═══ Exercise text
As the oldest college in the United States, Harvard University has a long tradition of academic dress. Harvard gown facings bear crow's-feet emblems near the yoke, a symbol unique to Harvard, made from flat braid in colours distinctive of the wearer's qualification or degree. Crow's-feet are double for earned degrees, and triple for honorary degrees.

== History of Harvard academic dress ==

According to the Laws of Harvard College of 1807:

 Every Candidate for either Degree shall attend the public procession, on Commencement Day, to and from the College. And every Candidate for a first degree shall be clothed in a black gown, or in a coat of blue grey, a dark blue, or a black color; and no one shall wear any silk nightgown, on said day, nor any gold or silver lace, cord, or edging upon his hat, waistcoat, or any other part of his clothing, in the College, or town of Cambridge. And any Candidate for his Degree, who shall neglect such attendance, without sufficient reason, to be allowed by the President, or shall be habited contrary to this regulation, shall not be admitted to his Degree that year.
══════
═══ Data
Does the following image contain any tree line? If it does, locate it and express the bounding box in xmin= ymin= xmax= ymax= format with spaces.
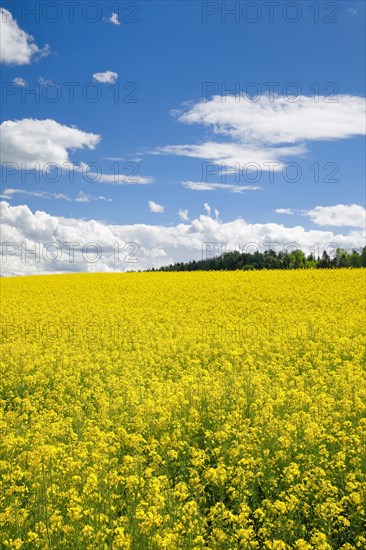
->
xmin=149 ymin=246 xmax=366 ymax=271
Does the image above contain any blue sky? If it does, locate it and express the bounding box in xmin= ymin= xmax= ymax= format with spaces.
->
xmin=1 ymin=0 xmax=365 ymax=274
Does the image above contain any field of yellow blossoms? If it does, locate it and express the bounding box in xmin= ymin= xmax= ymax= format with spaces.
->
xmin=0 ymin=269 xmax=366 ymax=550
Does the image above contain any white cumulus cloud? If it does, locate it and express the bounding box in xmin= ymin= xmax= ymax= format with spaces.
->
xmin=0 ymin=118 xmax=101 ymax=170
xmin=303 ymin=204 xmax=366 ymax=228
xmin=178 ymin=209 xmax=189 ymax=222
xmin=153 ymin=94 xmax=366 ymax=171
xmin=0 ymin=8 xmax=49 ymax=65
xmin=0 ymin=201 xmax=365 ymax=275
xmin=13 ymin=77 xmax=27 ymax=88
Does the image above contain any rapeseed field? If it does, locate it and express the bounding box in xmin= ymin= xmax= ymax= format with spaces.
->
xmin=0 ymin=269 xmax=366 ymax=550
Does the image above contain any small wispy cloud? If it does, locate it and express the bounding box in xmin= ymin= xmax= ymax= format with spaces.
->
xmin=275 ymin=208 xmax=294 ymax=216
xmin=148 ymin=201 xmax=164 ymax=214
xmin=181 ymin=181 xmax=261 ymax=193
xmin=93 ymin=71 xmax=118 ymax=84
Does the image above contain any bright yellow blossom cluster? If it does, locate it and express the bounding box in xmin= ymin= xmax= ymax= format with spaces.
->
xmin=0 ymin=269 xmax=366 ymax=550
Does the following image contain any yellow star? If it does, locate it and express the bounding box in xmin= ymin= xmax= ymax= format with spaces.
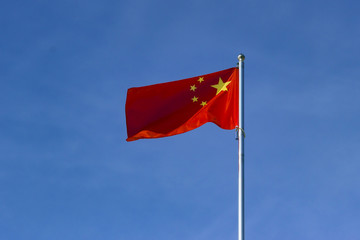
══════
Assigned task - Continue the passage on Harvard academic dress, beginning after its final sentence.

Answer for the task -
Most universities in the United States follow to varying degrees a uniform code, first published in 1895. Harvard University chose not to participate in the Intercollegiate Commission on the matter in 1893, though Harvard did finally conform partially to the academic costume code. In 1897 the Harvard Corporation suggested that all Harvard hoods be lined in crimson, however, due to the then presiding President Eliot's dislike of academic dress, this was in fact not adopted until 1902. In 1955 the Harvard Doctoral gown was voted and approved by the Corporation.

In 1822, the crow's-feet emblem was adopted for undergraduates' dress.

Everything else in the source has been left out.